GIVEN PROBLEM
The data below needs to be returned exactly, line for line.

EXERCISE INPUTS
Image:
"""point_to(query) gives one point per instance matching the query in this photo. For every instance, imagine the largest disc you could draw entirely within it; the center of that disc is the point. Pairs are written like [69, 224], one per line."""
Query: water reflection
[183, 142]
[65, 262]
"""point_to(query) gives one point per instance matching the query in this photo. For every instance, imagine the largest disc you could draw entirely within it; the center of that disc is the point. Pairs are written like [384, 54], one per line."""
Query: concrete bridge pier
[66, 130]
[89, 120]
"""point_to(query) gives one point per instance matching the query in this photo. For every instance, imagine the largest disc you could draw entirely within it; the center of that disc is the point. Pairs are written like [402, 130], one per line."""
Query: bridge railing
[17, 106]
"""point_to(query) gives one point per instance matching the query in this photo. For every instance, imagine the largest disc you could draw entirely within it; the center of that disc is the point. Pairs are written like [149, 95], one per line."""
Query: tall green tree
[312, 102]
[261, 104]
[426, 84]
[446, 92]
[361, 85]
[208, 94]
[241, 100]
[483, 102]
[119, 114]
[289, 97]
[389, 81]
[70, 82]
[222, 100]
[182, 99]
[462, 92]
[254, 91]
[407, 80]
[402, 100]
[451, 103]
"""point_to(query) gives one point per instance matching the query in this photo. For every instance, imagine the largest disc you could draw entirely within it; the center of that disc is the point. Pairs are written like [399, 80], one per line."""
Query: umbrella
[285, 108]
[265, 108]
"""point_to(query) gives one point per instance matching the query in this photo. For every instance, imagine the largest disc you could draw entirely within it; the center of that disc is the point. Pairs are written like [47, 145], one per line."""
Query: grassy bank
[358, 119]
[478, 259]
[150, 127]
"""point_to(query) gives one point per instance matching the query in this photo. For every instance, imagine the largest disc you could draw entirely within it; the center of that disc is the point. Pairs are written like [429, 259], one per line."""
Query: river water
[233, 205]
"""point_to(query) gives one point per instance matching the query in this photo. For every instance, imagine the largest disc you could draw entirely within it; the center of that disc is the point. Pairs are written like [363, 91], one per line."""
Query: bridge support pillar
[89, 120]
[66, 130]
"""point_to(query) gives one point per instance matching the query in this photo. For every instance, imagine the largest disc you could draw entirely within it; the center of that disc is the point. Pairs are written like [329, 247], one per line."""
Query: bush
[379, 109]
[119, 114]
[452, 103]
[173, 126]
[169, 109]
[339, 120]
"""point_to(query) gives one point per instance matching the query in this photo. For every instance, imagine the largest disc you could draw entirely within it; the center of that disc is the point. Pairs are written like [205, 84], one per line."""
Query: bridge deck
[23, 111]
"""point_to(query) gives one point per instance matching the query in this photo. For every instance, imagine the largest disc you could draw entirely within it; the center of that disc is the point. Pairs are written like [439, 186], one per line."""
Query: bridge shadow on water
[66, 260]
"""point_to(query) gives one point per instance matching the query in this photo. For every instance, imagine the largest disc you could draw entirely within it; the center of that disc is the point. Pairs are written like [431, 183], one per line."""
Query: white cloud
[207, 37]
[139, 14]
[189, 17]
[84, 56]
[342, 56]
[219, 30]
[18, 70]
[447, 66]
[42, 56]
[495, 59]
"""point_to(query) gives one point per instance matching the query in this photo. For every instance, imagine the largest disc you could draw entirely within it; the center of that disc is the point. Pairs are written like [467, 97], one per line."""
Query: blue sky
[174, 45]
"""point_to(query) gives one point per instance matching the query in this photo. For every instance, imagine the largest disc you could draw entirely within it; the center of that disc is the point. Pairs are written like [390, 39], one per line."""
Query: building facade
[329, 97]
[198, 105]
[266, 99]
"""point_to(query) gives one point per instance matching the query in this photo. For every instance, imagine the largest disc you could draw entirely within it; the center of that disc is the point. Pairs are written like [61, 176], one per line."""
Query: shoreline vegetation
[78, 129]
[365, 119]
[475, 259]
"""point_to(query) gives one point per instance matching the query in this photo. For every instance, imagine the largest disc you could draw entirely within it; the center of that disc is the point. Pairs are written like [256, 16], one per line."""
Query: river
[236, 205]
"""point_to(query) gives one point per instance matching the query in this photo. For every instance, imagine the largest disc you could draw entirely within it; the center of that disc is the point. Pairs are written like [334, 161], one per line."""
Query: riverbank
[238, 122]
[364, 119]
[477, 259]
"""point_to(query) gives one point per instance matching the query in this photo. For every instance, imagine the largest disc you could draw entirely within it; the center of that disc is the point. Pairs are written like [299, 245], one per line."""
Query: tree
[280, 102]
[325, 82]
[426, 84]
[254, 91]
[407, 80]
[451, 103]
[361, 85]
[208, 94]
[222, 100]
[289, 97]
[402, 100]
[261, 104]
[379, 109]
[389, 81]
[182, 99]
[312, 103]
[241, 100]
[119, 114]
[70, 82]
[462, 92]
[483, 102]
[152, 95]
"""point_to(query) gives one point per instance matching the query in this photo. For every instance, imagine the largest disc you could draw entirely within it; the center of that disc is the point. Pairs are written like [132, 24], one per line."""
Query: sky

SOLUTION FOR THIS PROBLEM
Image:
"""point_to(query) gives one point per instance matching the query in this photo. For every instance, imagine the largest disc you could draw entirely within it; the center of that disc is the point. Pairs are written like [69, 224], one per line."""
Query: water reflection
[183, 142]
[65, 262]
"""point_to(query) gives one point per instance matching the query in this photo. For every instance, imagine the largest disc you could draw entirely within it; the center of that disc is the point. Pairs are written like [384, 54], one per line."""
Query: concrete bridge pier
[66, 130]
[89, 120]
"""point_to(query) gives one point per instance matching the query in this photo. For every instance, imagine the largest disc you could draw entirely within it; the center of that disc is the point. Pairs are written like [402, 130], one per line."""
Query: bridge railing
[17, 106]
"""point_to(query) gives one point per instance matching the query in this photo. For every instance, imagine the largest disc you could draw entirely within it; the center of that disc is the point. Pairs are written like [149, 95], one per line."""
Query: tall green tree
[312, 102]
[261, 104]
[426, 84]
[446, 92]
[361, 85]
[208, 94]
[241, 100]
[483, 102]
[119, 114]
[289, 97]
[389, 81]
[70, 82]
[222, 100]
[182, 99]
[462, 92]
[254, 91]
[407, 80]
[402, 100]
[451, 103]
"""point_to(query) gives one point per instance matching the query in this photo. For every instance, imagine the largest disc you could draw entirely within it; the center of that disc is the point. Pairs are written like [399, 80], one per line."""
Query: umbrella
[285, 108]
[265, 108]
"""point_to(query) gives one point per instance matching the query in this photo. For every instance, imagine the largest disc you could draw entirely within it; the center of that disc is the point. Pairs are written like [47, 145], one per line."""
Query: grassy bank
[358, 119]
[478, 259]
[150, 127]
"""point_to(query) gives one point per instance matching the query in this photo. For every instance, imagine the largest disc you could draw entirely within it; the center of that disc is the point. Pairs are written like [429, 259], one per line."""
Query: river water
[233, 205]
"""point_to(query) gives one point per instance matching the query in this photo. For every instance, imagine the largest disc you could draw entirely within it; the center of that disc is the point. Pairs are written like [363, 91], one per line."""
Query: bridge support pillar
[89, 120]
[66, 130]
"""point_to(query) gives one point per instance matching the query in this photo. For every instance, imagine the largest disc you could draw entirely within it; the center of that disc is the point. Pairs are written like [329, 247], one per line."""
Query: bush
[379, 109]
[119, 114]
[452, 103]
[173, 126]
[169, 109]
[339, 120]
"""point_to(query) gives one point per instance matching the query in this photo. For every instance, imagine the largest disc you could draw entirely within it; the center of that disc is the point. Pairs are written like [205, 84], one per line."""
Query: bridge deck
[23, 111]
"""point_to(query) gives one point per instance matching the query in this photo. For every instance, imagine the largest disc you could draw entirely within it; the center of that disc is the point. Pairs are written like [439, 186], one per line."""
Query: bridge shadow on water
[66, 260]
"""point_to(query) gives one point per instance matching the query in this photo. For every instance, imagine the largest disc you could draw entirely within it; the center of that disc is the point. Pairs are written like [431, 183], one per line."""
Query: white cloud
[207, 37]
[139, 14]
[189, 17]
[84, 56]
[342, 56]
[219, 30]
[18, 70]
[447, 66]
[42, 56]
[495, 59]
"""point_to(query) gives one point per instance matching the query in this photo. For every instance, imagine the largest disc you could draw entirely within it; the center of that disc is the point. Pairs are written like [467, 97], one per line."""
Query: blue sky
[174, 45]
"""point_to(query) gives one point per instance matching the query in this photo. For every instance, imagine the largest disc you could draw entirely within it; the center of that disc is the point. Pairs are written like [390, 39], one per line."""
Query: building facade
[329, 97]
[198, 105]
[266, 99]
"""point_to(query) gives one point per instance matching the query in this photo. For every instance, imagine the largest disc you could draw entirely within it; the center of that disc is the point. Pairs are written like [61, 176], one per line."""
Query: shoreline vegetation
[78, 129]
[365, 119]
[475, 259]
"""point_to(query) gives one point per instance matching the query in this photo. For every instance, imagine the largest disc you could draw entirely within it; the center of that disc is the point. Pairs are written like [256, 16], one per line."""
Query: river
[236, 205]
"""point_to(query) gives one point per instance matching the query in this photo. For every instance, imagine the largest disc you could draw entirely within it; the center of that disc is the point. Pairs are written like [334, 161], one per line."""
Query: riverbank
[238, 122]
[364, 119]
[477, 259]
"""point_to(query) gives one point per instance matching the query in this photo. For every instance, imagine the largest disc you could draw entirely within it; the center of that disc is the point. Pairs are written like [299, 245], one per line."""
Query: tree
[280, 102]
[325, 82]
[426, 84]
[254, 91]
[407, 80]
[451, 103]
[361, 85]
[208, 94]
[222, 100]
[289, 97]
[402, 100]
[261, 104]
[379, 109]
[389, 81]
[182, 99]
[312, 103]
[241, 100]
[119, 114]
[70, 82]
[462, 92]
[483, 102]
[152, 95]
"""point_to(query) gives one point per instance matching the query in this photo. For every instance, imagine the largest disc you could draw entirely within it; the center of that disc is the point. Pairs are written like [132, 24], one per line."""
Query: sky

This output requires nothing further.